__GIVEN PROBLEM__.
Print the passage of the reflection on time repeating itself between "I’m also wondering" and "a daily routine.", inclusive.

[begin QUOTED PASSAGE]

It’s funny how time just repeats itself. In the big picture and in the smaller picture of our own every day lives. It kind of makes one think, do we have any free will at all? Are we ever in control of anything? I sit here in the same type of position I was in last year and the year before that. Alone and having to pay a large fee for something. This time it’s towards a car accident. I wasn’t paying attention and crashed into the curb. At least no one else was involved.
I’m also wondering just what I want to do with myself. The years before this wasn’t such a big deal. I wasn’t feeling like how I feel now. I’m bored. I want something different to do. Something more. Some people want material things. Some people want money. Status. For me it’s self satisfaction. Achievement. I’m not achieving anything. I need to find goals to achieve in my every day life. Little things that will make me feel satisfied each day. I used to do this, but stopped keeping track because it just became like a daily routine.

[end QUOTED PASSAGE]
[begin GIVEN ENTRIES]

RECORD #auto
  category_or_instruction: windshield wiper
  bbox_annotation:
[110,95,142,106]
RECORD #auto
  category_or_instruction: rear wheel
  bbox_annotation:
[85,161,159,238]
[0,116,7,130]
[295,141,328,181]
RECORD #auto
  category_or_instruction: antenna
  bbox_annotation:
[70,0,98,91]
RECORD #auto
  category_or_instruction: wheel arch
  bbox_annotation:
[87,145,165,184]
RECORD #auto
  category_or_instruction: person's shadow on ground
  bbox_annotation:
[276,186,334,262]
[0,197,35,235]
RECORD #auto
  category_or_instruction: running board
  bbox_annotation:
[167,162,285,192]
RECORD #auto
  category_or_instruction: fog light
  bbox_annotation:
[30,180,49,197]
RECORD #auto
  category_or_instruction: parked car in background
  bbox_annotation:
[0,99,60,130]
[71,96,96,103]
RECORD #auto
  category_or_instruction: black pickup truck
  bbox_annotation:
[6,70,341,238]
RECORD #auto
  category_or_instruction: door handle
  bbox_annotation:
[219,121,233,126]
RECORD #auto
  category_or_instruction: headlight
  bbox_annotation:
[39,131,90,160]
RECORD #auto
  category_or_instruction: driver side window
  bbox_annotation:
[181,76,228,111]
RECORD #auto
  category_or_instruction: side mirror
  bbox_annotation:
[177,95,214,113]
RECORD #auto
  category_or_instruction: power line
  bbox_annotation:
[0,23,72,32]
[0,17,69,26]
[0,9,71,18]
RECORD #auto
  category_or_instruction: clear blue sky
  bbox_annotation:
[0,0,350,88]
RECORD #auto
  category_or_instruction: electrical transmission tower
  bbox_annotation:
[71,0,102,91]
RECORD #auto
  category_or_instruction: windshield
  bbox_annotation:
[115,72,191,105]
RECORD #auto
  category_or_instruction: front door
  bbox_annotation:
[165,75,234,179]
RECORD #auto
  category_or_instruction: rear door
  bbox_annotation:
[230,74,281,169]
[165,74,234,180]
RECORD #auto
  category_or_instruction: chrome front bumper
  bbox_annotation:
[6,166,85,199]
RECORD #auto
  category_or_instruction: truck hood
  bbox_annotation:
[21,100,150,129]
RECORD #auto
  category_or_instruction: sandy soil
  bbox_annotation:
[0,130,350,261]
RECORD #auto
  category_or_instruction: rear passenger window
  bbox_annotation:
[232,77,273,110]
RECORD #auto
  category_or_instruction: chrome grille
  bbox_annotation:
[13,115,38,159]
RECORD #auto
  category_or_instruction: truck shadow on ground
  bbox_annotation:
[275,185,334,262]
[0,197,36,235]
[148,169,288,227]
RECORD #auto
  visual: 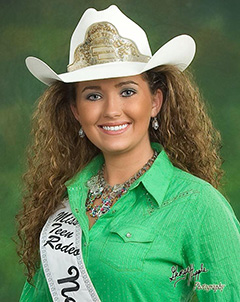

[end GIVEN ENTRIES]

__RESPONSE TO THE TASK__.
I’m also wondering just what I want to do with myself. The years before this wasn’t such a big deal. I wasn’t feeling like how I feel now. I’m bored. I want something different to do. Something more. Some people want material things. Some people want money. Status. For me it’s self satisfaction. Achievement. I’m not achieving anything. I need to find goals to achieve in my every day life. Little things that will make me feel satisfied each day. I used to do this, but stopped keeping track because it just became like a daily routine.